** begin DATASET RECORDS **

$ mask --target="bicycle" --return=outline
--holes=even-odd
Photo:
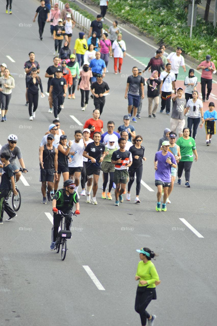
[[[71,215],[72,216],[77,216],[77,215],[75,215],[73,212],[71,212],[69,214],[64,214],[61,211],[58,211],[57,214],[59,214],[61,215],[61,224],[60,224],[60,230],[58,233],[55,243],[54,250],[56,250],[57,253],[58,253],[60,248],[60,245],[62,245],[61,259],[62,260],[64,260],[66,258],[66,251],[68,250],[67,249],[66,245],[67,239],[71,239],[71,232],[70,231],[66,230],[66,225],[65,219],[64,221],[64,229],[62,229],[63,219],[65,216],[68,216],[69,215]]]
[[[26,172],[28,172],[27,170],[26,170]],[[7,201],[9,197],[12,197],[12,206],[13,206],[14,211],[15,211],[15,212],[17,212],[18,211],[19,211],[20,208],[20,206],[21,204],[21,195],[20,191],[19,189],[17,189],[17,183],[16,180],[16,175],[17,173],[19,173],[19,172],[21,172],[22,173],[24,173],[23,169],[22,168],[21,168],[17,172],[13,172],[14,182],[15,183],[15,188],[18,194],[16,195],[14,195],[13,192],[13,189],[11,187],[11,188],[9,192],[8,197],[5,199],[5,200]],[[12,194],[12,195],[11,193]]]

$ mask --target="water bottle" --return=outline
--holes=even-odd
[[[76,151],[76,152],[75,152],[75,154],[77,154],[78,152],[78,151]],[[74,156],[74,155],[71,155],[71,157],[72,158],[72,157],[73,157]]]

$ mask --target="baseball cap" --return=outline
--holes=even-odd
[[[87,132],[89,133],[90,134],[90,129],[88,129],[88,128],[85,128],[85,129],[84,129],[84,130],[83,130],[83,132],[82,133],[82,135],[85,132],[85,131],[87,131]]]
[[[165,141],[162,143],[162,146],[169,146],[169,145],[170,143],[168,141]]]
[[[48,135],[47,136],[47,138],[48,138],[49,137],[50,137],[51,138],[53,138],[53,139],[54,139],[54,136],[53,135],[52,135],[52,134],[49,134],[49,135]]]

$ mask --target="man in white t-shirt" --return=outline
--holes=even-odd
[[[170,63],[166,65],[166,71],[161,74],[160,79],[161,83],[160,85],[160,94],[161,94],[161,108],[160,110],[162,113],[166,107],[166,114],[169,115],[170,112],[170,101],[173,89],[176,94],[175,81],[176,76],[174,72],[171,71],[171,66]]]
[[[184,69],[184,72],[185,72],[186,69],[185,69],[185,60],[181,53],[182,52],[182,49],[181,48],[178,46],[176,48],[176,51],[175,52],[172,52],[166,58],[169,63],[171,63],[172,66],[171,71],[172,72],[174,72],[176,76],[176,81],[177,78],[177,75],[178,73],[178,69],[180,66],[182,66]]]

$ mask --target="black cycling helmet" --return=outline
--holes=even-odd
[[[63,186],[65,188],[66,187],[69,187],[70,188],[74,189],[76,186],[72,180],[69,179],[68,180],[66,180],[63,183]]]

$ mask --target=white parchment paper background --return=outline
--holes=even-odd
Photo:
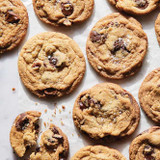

** end DATASET RECORDS **
** begin DATASET RECORDS **

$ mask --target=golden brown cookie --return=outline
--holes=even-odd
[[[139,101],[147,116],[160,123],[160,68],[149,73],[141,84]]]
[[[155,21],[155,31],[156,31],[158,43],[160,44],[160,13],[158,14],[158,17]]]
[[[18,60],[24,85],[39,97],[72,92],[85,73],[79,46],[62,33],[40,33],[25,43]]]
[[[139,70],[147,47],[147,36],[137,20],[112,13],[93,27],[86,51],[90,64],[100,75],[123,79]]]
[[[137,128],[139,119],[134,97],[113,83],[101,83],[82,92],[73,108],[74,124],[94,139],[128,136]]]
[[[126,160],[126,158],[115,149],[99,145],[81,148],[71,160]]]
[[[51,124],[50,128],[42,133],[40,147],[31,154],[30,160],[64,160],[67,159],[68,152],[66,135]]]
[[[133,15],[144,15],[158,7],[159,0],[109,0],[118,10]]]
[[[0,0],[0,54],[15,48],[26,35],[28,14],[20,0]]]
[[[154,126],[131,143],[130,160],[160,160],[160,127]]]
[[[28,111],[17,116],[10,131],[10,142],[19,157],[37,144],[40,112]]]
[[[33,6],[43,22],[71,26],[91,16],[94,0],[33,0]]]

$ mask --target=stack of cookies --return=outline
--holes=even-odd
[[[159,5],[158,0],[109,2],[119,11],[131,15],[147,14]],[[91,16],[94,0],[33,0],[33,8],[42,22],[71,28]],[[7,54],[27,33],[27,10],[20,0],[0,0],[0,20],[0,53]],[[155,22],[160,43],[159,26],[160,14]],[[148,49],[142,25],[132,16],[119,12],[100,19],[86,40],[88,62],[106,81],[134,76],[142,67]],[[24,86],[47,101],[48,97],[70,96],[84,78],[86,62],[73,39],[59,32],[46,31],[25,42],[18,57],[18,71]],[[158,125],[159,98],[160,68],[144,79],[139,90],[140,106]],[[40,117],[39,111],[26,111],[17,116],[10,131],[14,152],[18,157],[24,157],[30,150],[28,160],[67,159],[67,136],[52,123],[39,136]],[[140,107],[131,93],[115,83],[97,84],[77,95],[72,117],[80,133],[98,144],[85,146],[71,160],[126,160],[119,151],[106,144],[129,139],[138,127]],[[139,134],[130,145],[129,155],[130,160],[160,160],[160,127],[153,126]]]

** end DATASET RECORDS **
** begin DATASET RECORDS **

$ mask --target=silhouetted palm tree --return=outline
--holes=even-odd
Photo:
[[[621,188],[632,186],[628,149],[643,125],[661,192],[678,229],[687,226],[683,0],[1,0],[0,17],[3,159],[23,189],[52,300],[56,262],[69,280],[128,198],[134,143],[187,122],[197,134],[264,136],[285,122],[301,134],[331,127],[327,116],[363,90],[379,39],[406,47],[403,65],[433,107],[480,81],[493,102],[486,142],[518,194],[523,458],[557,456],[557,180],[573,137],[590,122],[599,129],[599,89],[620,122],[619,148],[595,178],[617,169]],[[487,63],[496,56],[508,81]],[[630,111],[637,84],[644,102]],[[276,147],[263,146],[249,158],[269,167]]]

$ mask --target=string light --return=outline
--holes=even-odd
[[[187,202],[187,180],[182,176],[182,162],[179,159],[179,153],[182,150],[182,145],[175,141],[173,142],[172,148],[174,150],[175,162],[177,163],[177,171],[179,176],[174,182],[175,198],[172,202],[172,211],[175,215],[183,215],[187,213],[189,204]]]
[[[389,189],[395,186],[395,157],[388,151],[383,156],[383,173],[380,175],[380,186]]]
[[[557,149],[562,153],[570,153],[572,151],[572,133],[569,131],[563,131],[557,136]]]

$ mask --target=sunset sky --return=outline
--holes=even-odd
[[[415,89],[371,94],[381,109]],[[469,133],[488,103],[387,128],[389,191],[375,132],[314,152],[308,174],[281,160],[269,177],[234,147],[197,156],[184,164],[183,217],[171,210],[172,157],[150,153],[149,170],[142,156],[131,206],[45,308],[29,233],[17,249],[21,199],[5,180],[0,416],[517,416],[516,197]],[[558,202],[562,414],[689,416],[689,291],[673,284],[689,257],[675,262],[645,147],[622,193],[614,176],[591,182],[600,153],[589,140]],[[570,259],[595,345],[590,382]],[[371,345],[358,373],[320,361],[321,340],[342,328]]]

** end DATASET RECORDS **

YOUR TASK —
Which lines in the material above contain the string "white"? Gather each of them and copy it out.

SOLVED EXERCISE —
$ mask --target="man in white t-shirt" --return=outline
$ mask --target=white parchment paper background --return=outline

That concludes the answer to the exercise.